(Records from a data source)
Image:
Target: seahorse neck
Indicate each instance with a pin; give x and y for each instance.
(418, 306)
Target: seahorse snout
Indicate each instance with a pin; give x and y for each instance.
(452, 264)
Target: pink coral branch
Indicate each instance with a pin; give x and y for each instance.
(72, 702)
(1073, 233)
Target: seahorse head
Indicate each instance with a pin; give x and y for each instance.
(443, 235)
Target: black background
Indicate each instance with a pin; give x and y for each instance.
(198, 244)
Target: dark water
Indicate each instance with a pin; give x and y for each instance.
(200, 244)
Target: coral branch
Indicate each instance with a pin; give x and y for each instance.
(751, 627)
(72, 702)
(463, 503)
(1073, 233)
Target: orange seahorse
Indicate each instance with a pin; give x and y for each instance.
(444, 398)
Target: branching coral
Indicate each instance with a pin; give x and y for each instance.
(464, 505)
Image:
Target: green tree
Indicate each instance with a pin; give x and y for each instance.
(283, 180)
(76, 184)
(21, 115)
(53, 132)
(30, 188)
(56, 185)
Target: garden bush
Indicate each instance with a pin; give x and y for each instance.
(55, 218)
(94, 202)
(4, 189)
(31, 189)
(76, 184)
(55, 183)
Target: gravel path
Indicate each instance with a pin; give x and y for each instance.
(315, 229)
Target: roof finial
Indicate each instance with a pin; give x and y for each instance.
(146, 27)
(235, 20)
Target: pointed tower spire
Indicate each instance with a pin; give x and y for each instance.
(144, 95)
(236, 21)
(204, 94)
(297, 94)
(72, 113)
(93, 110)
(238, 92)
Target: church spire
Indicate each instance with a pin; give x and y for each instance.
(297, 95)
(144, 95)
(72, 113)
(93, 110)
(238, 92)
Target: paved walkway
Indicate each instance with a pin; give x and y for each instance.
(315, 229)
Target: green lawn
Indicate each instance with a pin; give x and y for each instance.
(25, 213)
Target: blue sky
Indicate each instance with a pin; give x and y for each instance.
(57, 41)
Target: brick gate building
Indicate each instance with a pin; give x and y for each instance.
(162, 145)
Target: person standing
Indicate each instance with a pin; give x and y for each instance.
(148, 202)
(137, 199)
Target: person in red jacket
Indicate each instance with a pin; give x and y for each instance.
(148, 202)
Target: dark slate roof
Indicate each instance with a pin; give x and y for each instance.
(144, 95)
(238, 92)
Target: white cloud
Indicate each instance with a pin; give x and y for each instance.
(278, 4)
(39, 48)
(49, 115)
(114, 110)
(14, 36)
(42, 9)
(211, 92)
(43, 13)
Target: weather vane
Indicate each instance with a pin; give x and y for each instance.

* [What is expected]
Rewrite every line from the one containing "Target: garden bush" through the end of the records, inclusive, keeping the requests in place and scaling each x and y coordinate in the answers by 1.45, rounded to the nearest whole number with halves rounded up.

* [Solution for this task]
Target: garden bush
Indicate each instance with a pin; give x and y for each instance.
(80, 316)
(136, 293)
(6, 274)
(45, 274)
(110, 267)
(80, 265)
Target: gravel path
Indicate each instance with a pin; give x and y for each instance.
(457, 332)
Target: roof finial
Indicate each instance with a pin; give x and y for each instance.
(212, 39)
(341, 29)
Target: pointed tower spire
Indicate each instance with a pin; give x and y for each instance.
(209, 138)
(342, 30)
(296, 136)
(431, 136)
(104, 164)
(135, 160)
(345, 133)
Target: church spire
Indicate each instance with a pin; give x and y for each instance.
(431, 138)
(209, 138)
(104, 164)
(135, 160)
(345, 133)
Target: paved walkway
Indicate each instance with a pin; give x and y for each instance.
(457, 332)
Target: green lawn
Indicate each instance with a pin; give x and y for each instance.
(36, 309)
Target: blue sky
Indicate each instance with a pin; give x and y for each instance.
(83, 59)
Target: brick gate building
Indicate each instance with a pin; give x and y for each instance.
(235, 210)
Target: person standing
Indicate each instance with a pin; give x and y for each instance.
(215, 293)
(199, 289)
Target: person in red jacket
Indicate each instance with a pin; give x and y for each instance.
(215, 293)
Target: dark slate roof
Indicate each instance with a pin; give x and y for each instance.
(209, 138)
(345, 133)
Target: white cloud
Indicate each instance with a pin; give x and y for each instance.
(403, 6)
(57, 70)
(71, 167)
(165, 160)
(20, 52)
(61, 13)
(306, 133)
(62, 19)
Target: weather vane
Indicate each instance with a pin; give x and y for each instance.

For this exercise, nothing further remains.